§ Exercise description: According to the Percona Operator upgrade guide below, what sequence of upgrades takes the CRD and Operator from version 2.4.0 to 2.6.0?

§ Document text:
^^^^

Starting from the version 2.2.0, you can upgrade Percona Operator for PostgreSQL to newer 2.x versions.

Note

Upgrades from the Operator version 1.x to 2.x are completely different from the upgrades within 2.x versions due to substantial changes in the architecture. Check available methods for 1.x to 2.x upgrade

The upgrade process consists of these steps:

  • Upgrade the Operator
  • Upgrade the database (Percona Distribution for PostgreSQL).

Update scenarios

You can either upgrade both the Operator and the database, or you can upgrade only the database. To decide which scenario to choose, read on.

Full upgrade (CRD, Operator, and the database)

When to use this scenario:

  • The new Operator version has changes that are required for new features of the database to work
  • The Operator has new features or fixes that enhance automation and management.
  • Compatibility improvements between the Operator and the database require synchronized updates.

When going on with this scenario, make sure to test it in a staging or testing environment first. Upgrading the Operator may cause performance degradation.

Upgrade only the database

When to use this scenario:

  • The new version of the database has new features or fixes that are not related to the Operator or other components of your infrastructure
  • You have updated the Operator earlier and now want to proceed with the database update.

When choosing this scenario, consider the following:

  • Check that the current Operator version supports the new database version.
  • Some features may require an Operator upgrade later for full functionality.

Upgrading to a newer version typically involves two steps:

  1. Upgrading the Operator and Custom Resource Definition (CRD) ,
  2. Upgrading the Database Management System (Percona Distribution for PostgreSQL).

Alternatively, it is also possible to carry on minor version upgrades of Percona Distribution for PostgreSQL without the Operator upgrade.

Upgrading the Operator and CRD

Considerations

  1. The Operator version has three digits separated by a dot (.) in the format major.minor.patch. Here’s how you can understand the version 2.6.0:

    • 2 - major version
    • 6 - minor version
    • 0 - patch version

    You can only upgrade the Operator to the nearest major.minor version. For example, from 2.6.0 to 2.7.0. To upgrade to a newer version, which differs from the current minor.major version by more than one, you need to make several incremental upgrades sequentially.

    For example, to upgrade the CRD and Operator from the version 2.4.0 to 2.6.0, first upgrade it from 2.4.0 to 2.5.1, and then from 2.5.1 to 2.6.0.

    Patch versions don’t influence the upgrade, so you can safely move from 2.5.0 to 2.5.1.

^^^^

§ Supplied data:
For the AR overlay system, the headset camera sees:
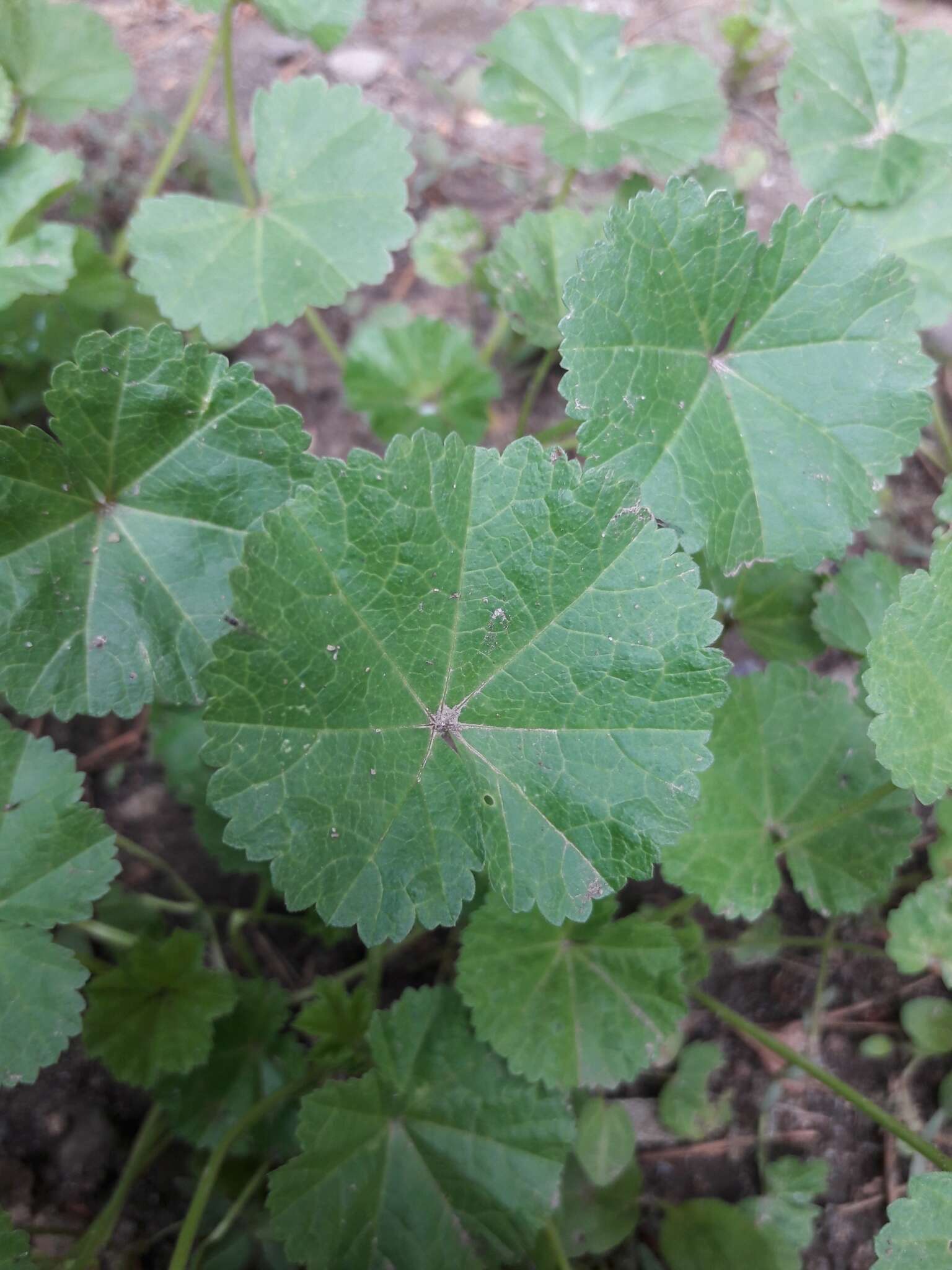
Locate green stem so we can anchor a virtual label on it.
[169,1077,312,1270]
[66,1104,164,1270]
[305,305,346,371]
[112,27,224,269]
[546,1222,573,1270]
[480,309,509,365]
[515,348,558,437]
[692,988,952,1172]
[221,0,258,207]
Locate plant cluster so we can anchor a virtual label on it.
[0,0,952,1270]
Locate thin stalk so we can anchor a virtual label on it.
[66,1103,165,1270]
[169,1077,312,1270]
[692,988,952,1172]
[546,1222,573,1270]
[515,348,558,437]
[221,0,258,207]
[480,309,509,365]
[112,27,224,269]
[305,305,346,371]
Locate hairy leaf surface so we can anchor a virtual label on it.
[130,76,414,344]
[0,326,310,719]
[269,988,574,1270]
[457,897,687,1088]
[206,432,725,944]
[561,182,929,573]
[663,663,918,920]
[481,6,728,177]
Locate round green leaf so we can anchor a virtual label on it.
[561,182,930,573]
[0,326,310,719]
[268,988,574,1270]
[485,207,601,348]
[663,663,919,920]
[344,318,500,442]
[778,12,952,207]
[130,76,414,344]
[206,432,725,944]
[457,895,687,1092]
[0,0,134,123]
[814,551,902,657]
[82,931,235,1087]
[873,1173,952,1270]
[863,542,952,802]
[480,6,728,177]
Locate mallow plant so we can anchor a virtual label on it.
[0,0,952,1270]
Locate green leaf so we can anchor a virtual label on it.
[485,207,601,348]
[457,895,687,1088]
[663,663,919,921]
[899,997,952,1055]
[886,877,952,988]
[854,161,952,326]
[0,326,310,719]
[561,182,929,573]
[344,318,500,442]
[659,1199,786,1270]
[814,551,902,657]
[700,561,822,662]
[269,988,574,1270]
[82,931,235,1087]
[0,144,82,309]
[863,541,952,802]
[0,921,89,1086]
[480,6,728,177]
[130,76,414,344]
[149,706,268,876]
[873,1173,952,1270]
[155,975,305,1155]
[0,717,120,930]
[410,207,486,287]
[0,0,134,123]
[777,12,952,207]
[575,1099,635,1186]
[658,1040,731,1142]
[206,432,725,944]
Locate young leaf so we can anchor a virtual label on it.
[344,318,500,442]
[663,663,919,921]
[658,1040,731,1142]
[269,988,574,1270]
[814,551,902,657]
[0,0,134,123]
[778,12,952,207]
[575,1099,635,1186]
[561,182,929,573]
[485,207,601,348]
[0,326,310,719]
[130,76,414,344]
[457,895,687,1088]
[886,877,952,988]
[82,931,235,1087]
[854,162,952,326]
[863,541,952,802]
[0,144,82,309]
[410,207,485,287]
[873,1173,952,1270]
[700,562,822,662]
[155,977,305,1153]
[659,1199,786,1270]
[900,997,952,1055]
[480,6,728,177]
[206,432,725,944]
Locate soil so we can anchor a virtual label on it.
[0,0,952,1270]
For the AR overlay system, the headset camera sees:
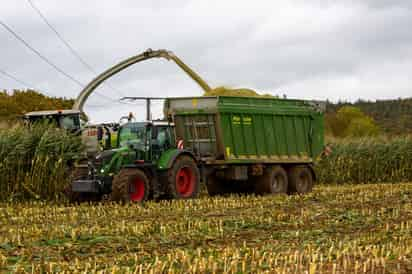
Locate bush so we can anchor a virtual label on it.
[0,124,83,200]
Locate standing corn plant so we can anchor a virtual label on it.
[0,124,82,200]
[317,137,412,184]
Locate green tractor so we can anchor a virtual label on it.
[69,96,324,202]
[68,121,200,202]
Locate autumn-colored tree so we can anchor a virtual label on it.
[326,106,379,137]
[0,90,74,121]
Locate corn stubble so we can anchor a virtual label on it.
[0,183,412,273]
[0,124,82,201]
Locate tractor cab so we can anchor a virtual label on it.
[24,109,80,132]
[117,121,175,161]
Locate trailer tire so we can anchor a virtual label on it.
[167,155,200,199]
[288,165,314,194]
[63,167,89,203]
[111,168,150,202]
[255,165,288,195]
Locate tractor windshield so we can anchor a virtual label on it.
[117,123,147,147]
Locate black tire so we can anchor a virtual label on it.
[110,168,151,202]
[288,165,314,194]
[255,165,288,195]
[64,167,89,203]
[167,155,200,199]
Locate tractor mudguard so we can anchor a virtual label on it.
[157,148,196,170]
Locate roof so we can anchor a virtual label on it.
[24,109,80,117]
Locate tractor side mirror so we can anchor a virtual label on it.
[97,127,103,141]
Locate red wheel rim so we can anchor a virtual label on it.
[176,167,195,197]
[130,178,146,202]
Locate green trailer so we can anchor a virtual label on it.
[165,96,324,195]
[69,96,324,201]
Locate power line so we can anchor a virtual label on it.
[27,0,128,97]
[0,69,106,108]
[0,20,130,104]
[0,20,84,87]
[0,69,56,97]
[27,0,96,73]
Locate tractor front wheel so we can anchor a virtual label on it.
[111,169,150,202]
[168,156,200,199]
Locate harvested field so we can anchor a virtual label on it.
[0,183,412,273]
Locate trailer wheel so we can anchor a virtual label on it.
[168,155,200,199]
[255,166,288,195]
[111,169,150,202]
[63,167,89,203]
[288,165,314,194]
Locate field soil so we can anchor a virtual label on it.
[0,183,412,273]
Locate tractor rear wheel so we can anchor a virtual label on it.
[64,166,89,203]
[255,166,288,195]
[111,169,150,202]
[288,165,314,194]
[168,155,200,199]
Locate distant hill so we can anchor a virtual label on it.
[326,98,412,135]
[0,90,74,122]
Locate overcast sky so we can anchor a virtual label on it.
[0,0,412,121]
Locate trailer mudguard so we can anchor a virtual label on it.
[157,148,196,170]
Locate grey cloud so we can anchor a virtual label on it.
[0,0,412,120]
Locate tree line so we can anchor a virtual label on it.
[0,87,412,137]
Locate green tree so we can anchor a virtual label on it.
[326,106,380,137]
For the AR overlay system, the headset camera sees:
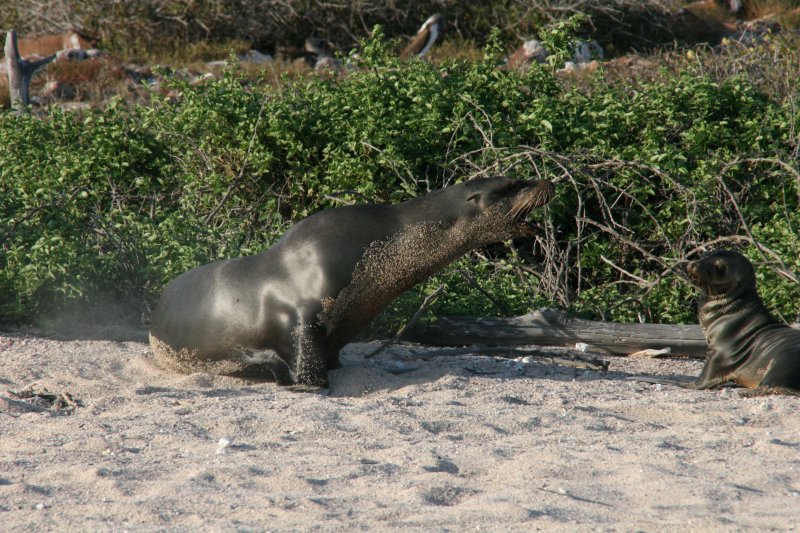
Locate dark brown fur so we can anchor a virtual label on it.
[687,250,800,390]
[150,177,555,386]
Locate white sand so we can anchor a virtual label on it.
[0,332,800,532]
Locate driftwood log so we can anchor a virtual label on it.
[5,30,56,114]
[404,309,707,358]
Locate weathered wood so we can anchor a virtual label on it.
[4,30,56,114]
[406,309,707,358]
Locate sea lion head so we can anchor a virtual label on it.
[686,250,756,299]
[461,176,556,237]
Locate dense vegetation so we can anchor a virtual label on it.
[0,0,700,57]
[0,23,800,323]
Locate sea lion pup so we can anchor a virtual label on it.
[150,177,555,387]
[686,250,800,390]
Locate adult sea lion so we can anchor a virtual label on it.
[150,177,555,387]
[686,250,800,390]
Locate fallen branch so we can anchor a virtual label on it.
[364,284,445,359]
[405,309,707,358]
[5,30,56,114]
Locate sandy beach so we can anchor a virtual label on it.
[0,330,800,531]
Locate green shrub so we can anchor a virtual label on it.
[0,30,800,329]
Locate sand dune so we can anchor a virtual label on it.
[0,332,800,531]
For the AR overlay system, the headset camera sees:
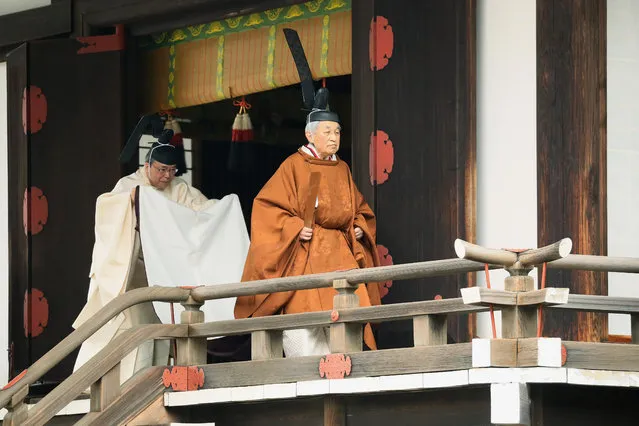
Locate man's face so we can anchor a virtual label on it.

^^^^

§ Response to this exercise: First from 2.4.0 to 2.5.1, then from 2.5.1 to 2.6.0.